GIVEN RECORDS:
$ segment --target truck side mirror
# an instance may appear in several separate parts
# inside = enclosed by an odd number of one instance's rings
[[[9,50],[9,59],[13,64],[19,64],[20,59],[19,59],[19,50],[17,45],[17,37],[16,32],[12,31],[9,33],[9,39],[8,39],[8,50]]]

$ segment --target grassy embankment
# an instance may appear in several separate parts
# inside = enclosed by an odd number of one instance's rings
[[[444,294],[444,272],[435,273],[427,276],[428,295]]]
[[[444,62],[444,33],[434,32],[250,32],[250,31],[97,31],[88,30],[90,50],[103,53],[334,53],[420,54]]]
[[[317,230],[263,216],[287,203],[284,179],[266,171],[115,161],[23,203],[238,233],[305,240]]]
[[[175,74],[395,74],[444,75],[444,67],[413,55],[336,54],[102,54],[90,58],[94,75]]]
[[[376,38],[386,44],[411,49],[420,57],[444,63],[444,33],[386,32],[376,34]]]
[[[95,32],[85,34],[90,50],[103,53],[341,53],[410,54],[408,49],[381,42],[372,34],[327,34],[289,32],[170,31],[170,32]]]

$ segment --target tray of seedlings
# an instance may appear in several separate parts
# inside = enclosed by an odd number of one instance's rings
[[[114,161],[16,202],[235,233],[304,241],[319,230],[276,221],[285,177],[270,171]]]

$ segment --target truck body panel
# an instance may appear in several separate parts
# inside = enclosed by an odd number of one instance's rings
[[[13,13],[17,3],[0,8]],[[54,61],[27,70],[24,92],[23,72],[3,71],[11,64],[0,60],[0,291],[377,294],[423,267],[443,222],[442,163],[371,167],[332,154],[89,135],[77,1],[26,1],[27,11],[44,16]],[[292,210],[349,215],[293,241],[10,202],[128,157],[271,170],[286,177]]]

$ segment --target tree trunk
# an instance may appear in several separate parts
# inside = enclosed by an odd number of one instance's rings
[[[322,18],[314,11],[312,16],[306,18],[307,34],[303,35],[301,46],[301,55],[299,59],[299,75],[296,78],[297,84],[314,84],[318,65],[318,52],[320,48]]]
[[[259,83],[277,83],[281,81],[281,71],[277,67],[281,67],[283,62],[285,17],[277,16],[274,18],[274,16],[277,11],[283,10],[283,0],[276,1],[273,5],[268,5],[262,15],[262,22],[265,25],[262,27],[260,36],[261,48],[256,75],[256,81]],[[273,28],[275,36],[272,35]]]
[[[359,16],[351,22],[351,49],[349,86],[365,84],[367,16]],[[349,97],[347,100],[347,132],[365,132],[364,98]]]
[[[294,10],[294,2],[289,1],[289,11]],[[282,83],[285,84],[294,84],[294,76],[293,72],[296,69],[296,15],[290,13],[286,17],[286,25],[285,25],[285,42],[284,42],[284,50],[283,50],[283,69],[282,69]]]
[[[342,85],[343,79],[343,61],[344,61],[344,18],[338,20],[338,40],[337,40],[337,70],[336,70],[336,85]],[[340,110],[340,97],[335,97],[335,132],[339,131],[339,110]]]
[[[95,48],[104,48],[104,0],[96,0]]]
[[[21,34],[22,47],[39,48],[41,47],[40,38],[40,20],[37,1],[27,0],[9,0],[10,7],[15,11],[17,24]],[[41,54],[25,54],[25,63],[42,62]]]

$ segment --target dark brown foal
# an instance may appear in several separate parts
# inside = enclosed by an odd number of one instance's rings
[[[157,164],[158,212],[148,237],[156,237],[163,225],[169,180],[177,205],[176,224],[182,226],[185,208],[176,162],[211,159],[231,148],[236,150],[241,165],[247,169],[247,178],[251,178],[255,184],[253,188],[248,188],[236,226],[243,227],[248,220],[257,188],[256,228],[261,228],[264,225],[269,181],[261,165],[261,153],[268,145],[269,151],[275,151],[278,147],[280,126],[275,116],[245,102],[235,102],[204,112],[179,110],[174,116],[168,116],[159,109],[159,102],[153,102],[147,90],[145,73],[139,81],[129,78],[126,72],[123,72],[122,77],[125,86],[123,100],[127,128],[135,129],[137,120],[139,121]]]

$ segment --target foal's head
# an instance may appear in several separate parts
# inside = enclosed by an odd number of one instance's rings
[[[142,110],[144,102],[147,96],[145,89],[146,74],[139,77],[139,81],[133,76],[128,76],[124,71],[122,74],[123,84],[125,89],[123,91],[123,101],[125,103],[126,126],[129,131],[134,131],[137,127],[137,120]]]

WHAT IS NEEDED:
Pick out and copy every line of the listing that contains the string "foal". Case counts.

FULL ANSWER:
$ segment --target dark brown foal
$ segment --target foal's head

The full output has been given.